Dataset rows showing where objects appear

>>>>>

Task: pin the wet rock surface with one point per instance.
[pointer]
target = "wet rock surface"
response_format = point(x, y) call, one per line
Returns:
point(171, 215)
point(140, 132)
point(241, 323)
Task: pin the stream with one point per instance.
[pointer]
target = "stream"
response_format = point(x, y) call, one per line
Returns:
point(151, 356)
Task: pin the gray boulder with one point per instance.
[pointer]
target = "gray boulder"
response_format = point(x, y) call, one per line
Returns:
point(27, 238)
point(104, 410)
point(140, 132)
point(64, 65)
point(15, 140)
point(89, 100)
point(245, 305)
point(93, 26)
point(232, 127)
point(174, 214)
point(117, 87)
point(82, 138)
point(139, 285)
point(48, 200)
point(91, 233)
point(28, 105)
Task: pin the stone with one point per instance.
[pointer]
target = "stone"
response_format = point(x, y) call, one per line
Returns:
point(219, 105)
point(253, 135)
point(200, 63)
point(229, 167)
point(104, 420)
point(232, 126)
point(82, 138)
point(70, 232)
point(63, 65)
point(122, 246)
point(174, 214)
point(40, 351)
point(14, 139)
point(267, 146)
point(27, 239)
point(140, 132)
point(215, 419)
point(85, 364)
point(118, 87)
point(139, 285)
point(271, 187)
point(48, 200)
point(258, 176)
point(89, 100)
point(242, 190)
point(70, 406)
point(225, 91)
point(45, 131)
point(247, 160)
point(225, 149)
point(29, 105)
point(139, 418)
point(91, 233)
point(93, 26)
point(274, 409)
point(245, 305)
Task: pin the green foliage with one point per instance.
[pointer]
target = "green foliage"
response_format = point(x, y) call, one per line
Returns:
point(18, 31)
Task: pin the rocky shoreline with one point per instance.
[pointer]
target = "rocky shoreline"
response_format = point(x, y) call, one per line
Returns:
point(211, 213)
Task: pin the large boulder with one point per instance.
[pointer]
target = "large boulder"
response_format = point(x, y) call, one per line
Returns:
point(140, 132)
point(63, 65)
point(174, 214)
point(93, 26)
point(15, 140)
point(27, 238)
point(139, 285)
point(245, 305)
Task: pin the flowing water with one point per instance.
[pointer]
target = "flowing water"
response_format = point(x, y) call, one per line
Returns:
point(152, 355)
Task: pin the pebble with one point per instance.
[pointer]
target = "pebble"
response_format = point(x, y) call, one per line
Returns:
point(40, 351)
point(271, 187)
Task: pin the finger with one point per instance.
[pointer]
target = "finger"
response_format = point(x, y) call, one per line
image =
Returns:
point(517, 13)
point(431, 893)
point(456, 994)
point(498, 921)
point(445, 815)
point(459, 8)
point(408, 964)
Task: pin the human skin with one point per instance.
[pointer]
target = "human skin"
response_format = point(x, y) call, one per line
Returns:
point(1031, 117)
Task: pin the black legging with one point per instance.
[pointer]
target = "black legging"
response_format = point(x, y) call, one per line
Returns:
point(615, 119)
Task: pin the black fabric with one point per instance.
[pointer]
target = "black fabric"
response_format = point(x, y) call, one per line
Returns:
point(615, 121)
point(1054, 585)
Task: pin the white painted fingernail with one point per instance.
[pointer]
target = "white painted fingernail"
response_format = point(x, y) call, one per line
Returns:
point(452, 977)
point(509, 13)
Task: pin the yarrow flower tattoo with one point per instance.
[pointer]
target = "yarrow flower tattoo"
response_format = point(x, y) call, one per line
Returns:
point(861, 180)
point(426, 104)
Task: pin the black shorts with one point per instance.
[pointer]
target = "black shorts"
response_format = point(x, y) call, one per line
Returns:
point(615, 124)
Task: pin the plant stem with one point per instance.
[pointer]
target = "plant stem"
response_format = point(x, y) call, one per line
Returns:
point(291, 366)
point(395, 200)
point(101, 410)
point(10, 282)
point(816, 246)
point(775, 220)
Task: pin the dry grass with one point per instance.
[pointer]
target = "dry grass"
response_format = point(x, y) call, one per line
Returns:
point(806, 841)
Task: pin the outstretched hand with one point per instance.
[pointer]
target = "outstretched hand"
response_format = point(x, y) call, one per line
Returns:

<<<<<

### TASK REQUIREMENTS:
Copy the records above word for word, starting at the line that contains "Task: pin the dry" and ending at the last line of the records.

### EXPECTED ANSWER:
Task: pin the dry grass with one point per instance.
[pointer]
target = "dry grass"
response_format = point(x, y) call, one per line
Returns:
point(806, 841)
Task: pin the outstretched hand with one point per instance.
[pointer]
target = "outstretched hand"
response_format = point(x, y) call, one per line
Returns:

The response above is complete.